# Given task
Lay out every item below as a row in a two-column CSV with the headers text and answer. Put each item's text and its answer in a single quoted field, replacing line breaks with spaces.

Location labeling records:
——
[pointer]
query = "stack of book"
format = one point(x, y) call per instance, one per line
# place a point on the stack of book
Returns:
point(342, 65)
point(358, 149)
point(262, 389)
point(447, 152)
——
# Full output
text,answer
"[pointer] query = ""stack of book"" format = one point(x, y) call per instance, one per line # place a point on the stack of book Returns:","point(342, 65) point(358, 149) point(262, 389) point(447, 152)"